(Task requirements) What follows is a listing; give it again exactly, in its entirety.

(Material for the task)
[Begin]

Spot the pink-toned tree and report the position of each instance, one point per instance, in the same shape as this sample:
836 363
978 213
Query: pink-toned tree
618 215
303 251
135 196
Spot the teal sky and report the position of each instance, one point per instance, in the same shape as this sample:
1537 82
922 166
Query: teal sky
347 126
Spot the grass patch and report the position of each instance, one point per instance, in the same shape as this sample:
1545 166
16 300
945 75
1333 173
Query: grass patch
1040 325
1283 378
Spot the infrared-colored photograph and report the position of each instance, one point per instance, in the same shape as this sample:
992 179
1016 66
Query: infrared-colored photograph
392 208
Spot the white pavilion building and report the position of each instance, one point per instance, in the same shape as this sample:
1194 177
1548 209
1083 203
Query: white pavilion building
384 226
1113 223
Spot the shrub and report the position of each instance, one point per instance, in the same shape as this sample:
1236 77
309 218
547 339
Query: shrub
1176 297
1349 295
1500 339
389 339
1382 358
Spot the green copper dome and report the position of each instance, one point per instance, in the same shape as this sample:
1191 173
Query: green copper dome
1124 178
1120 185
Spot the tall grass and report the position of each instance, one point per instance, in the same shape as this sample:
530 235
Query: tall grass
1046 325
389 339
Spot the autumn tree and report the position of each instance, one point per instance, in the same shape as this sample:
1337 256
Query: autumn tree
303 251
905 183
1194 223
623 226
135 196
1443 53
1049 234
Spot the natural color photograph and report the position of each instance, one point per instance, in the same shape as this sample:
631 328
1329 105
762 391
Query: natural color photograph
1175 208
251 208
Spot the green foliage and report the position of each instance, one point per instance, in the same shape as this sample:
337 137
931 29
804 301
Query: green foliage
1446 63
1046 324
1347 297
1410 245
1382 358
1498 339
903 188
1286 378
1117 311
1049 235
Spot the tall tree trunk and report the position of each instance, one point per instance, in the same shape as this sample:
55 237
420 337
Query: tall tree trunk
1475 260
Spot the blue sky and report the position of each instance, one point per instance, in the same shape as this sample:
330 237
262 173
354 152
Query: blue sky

[End]

(Result of this task)
Spot the pink-toned tree and report the position of each instance, one point per instance, in the same shape as this sample:
836 363
978 213
Query: pink-toned tree
618 215
303 251
135 196
Spot the teal sky and report the position of each instance, one point per instance, in the same shape as this sample:
1537 82
922 166
Query: teal sky
347 126
Spot the grass patch and report the position of each instance, one point per instance, in the same shape as this sample:
1545 166
16 300
945 75
1333 173
Query: grass patch
1040 325
1283 378
Spot the infrared-colored photograph and report the position of each instance, one point per instance, in the same shape as this sample:
992 179
1016 66
Query: infrared-colored photograph
392 208
Spot the white pavilion building and report the position of each instance, one point per instance, in the same shape as this sample:
1194 177
1548 209
1083 203
Query: white pavilion building
384 226
1113 223
Spot the shrub and report the position of each instance, one point per instance, in the same shape as this sample:
1236 77
309 218
547 339
Query: shrub
1176 297
1349 295
1500 339
389 339
1382 358
Spot the green copper dome and report the position of each instance, one point per instance, in the same shape as this sample:
1191 173
Query: green copper dome
1124 178
1120 185
Spot the tall grass and report the position of each instance, one point per instance, in the same shape as this sample:
530 235
Query: tall grass
1046 325
389 339
Spot the autumn tree and report the position of each instance, one point per instance, in the same shape as this sample:
1337 256
Query: autumn tree
303 251
905 183
1194 223
623 226
135 196
1443 53
1049 234
Spot the natural color photograph and report the position of each instance, one point per instance, in the same shape as this sample:
631 328
1329 105
762 391
Query: natural color photograph
1175 208
251 208
Spot the green foliage and report the position of each instance, one point per instance, in the same shape as this sample:
337 137
931 29
804 301
Query: green foliage
1446 63
1046 324
1347 297
1410 245
1382 358
1498 339
903 188
1286 378
1117 311
1049 235
Spot the tall tree trunk and report the position of each instance, one point per instance, in the same shape as this sample:
55 237
420 337
Query: tall tree trunk
1475 260
Spot the blue sky and report the position of each instance, one point per instance, in the same shape as this sample:
330 237
262 173
354 152
Query: blue sky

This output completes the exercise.